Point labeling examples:
☆ ☆ ☆ ☆ ☆

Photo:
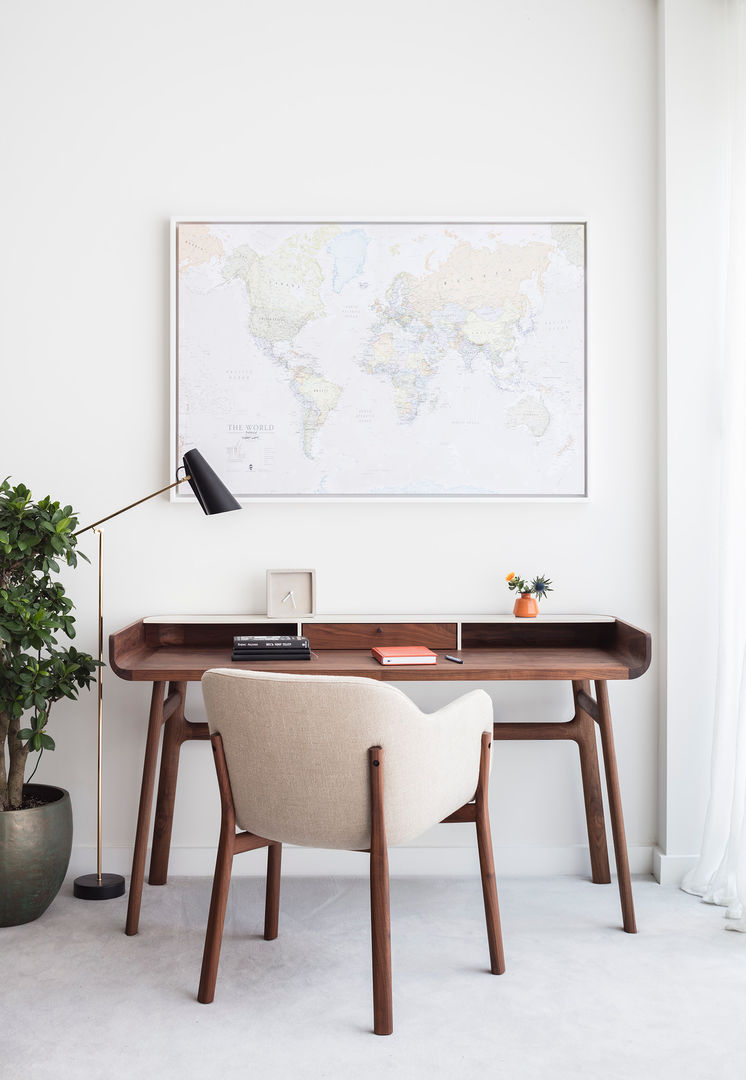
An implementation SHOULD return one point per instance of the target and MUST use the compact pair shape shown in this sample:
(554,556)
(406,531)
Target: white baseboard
(518,861)
(669,869)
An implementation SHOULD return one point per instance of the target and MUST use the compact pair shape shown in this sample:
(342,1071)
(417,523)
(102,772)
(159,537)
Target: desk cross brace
(167,712)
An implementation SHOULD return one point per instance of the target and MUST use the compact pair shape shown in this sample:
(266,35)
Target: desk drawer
(365,635)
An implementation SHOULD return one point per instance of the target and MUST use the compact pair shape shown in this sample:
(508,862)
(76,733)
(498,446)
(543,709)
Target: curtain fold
(719,876)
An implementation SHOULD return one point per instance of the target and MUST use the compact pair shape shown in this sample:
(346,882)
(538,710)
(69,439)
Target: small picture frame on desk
(290,594)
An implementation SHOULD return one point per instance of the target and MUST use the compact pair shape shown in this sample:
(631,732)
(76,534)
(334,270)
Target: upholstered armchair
(349,764)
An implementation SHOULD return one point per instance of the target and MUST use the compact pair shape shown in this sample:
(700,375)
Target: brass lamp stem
(105,886)
(124,509)
(99,688)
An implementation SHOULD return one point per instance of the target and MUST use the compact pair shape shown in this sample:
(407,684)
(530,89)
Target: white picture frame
(290,594)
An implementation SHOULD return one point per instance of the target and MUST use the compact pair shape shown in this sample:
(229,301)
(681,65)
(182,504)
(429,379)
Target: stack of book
(404,655)
(272,647)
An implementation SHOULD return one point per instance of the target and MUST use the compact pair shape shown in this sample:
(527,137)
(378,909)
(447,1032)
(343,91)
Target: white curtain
(720,874)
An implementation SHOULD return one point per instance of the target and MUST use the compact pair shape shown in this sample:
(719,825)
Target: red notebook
(404,655)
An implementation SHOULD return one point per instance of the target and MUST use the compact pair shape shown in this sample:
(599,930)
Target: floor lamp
(214,498)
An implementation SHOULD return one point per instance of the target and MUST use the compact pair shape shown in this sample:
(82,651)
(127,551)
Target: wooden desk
(172,651)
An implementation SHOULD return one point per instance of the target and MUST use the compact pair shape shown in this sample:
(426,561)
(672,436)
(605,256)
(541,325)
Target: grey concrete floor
(580,998)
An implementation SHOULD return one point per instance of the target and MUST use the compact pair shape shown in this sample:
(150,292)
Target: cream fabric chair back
(297,755)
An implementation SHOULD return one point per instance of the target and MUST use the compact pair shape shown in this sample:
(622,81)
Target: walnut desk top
(181,648)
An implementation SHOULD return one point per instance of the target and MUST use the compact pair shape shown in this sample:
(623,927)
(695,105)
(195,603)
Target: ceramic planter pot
(35,852)
(526,607)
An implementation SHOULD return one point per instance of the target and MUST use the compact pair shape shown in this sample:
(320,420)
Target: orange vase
(526,607)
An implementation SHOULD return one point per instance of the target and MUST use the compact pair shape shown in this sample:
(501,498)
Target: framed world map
(381,360)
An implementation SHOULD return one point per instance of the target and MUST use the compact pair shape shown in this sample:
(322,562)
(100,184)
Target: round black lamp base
(91,887)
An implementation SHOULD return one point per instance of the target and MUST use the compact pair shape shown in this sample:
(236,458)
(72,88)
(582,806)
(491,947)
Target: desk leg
(615,808)
(154,725)
(173,737)
(585,737)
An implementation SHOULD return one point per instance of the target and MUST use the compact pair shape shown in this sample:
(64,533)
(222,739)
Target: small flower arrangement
(539,588)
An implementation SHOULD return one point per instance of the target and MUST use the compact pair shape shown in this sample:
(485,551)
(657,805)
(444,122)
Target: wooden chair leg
(592,791)
(484,837)
(380,912)
(615,808)
(274,854)
(221,881)
(216,920)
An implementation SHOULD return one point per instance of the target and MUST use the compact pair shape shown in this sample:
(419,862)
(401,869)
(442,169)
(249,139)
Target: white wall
(693,51)
(126,115)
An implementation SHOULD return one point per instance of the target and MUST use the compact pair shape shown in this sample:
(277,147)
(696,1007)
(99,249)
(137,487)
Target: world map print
(442,360)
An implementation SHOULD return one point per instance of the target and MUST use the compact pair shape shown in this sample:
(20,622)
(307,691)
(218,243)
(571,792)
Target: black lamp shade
(211,493)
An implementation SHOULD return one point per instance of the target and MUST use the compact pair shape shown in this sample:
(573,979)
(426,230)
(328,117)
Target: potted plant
(526,605)
(36,820)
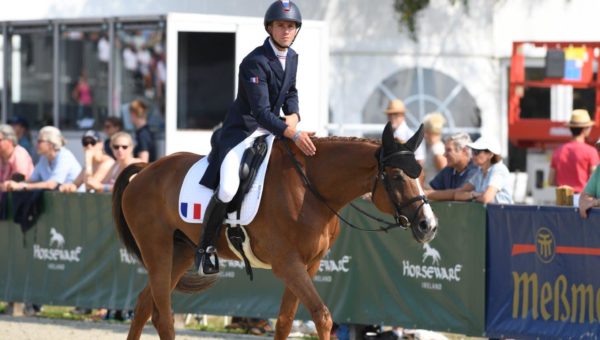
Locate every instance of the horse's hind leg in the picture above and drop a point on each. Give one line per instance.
(298, 281)
(289, 306)
(143, 309)
(287, 311)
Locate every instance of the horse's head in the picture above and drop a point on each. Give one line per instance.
(402, 195)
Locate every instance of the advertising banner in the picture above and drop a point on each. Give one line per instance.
(543, 278)
(73, 257)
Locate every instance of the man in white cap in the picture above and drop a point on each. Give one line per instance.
(573, 163)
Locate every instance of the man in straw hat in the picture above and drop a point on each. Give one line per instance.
(435, 160)
(396, 113)
(590, 196)
(572, 163)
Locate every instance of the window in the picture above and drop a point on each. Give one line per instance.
(206, 79)
(140, 70)
(29, 74)
(83, 76)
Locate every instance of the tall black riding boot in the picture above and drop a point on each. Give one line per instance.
(213, 219)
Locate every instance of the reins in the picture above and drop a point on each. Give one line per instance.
(315, 192)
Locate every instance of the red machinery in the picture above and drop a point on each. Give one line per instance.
(567, 63)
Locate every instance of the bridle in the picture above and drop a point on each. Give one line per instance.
(400, 218)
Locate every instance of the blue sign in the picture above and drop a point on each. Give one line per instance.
(543, 273)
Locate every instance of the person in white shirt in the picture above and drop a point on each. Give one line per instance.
(396, 113)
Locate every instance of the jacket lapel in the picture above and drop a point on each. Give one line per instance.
(273, 61)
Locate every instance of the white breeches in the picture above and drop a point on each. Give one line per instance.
(230, 168)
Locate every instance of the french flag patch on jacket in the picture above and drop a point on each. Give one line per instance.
(191, 210)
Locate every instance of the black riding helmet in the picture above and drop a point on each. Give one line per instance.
(283, 10)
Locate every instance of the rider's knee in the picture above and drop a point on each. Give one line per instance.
(226, 193)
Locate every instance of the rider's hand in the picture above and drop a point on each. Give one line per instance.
(292, 120)
(302, 140)
(304, 143)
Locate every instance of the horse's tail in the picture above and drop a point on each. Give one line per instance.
(120, 222)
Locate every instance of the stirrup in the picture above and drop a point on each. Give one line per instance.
(205, 266)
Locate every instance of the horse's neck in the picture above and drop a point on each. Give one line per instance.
(343, 170)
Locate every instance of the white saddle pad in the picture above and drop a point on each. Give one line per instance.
(194, 197)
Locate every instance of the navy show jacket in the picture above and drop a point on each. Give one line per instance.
(264, 89)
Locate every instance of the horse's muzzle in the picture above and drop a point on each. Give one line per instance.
(425, 230)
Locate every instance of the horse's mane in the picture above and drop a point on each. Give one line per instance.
(339, 139)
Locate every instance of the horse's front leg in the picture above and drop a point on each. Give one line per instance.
(299, 287)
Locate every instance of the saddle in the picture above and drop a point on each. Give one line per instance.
(251, 161)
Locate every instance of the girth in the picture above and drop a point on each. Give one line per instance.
(251, 161)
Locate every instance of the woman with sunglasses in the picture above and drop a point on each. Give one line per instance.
(97, 163)
(56, 165)
(491, 182)
(121, 144)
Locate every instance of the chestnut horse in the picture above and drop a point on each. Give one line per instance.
(292, 231)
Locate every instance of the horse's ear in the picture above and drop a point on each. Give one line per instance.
(387, 138)
(414, 141)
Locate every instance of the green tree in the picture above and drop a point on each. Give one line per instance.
(409, 9)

☆ ☆ ☆ ☆ ☆

### What you are asked to do
Reproduce the stretch from the line containing "Locate every instance of the horse's ear" through the end of the entries, shifting every point coordinate by adding 55 to each of its numbers and leaving all other lines unchanged.

### Answer to this problem
Locate every instance of the horse's ear in the picture above and drop a point on each. Give one line per instance.
(442, 193)
(469, 196)
Locate every instance of the green tree in the picture above and drop a point on each. Give one line per instance.
(464, 64)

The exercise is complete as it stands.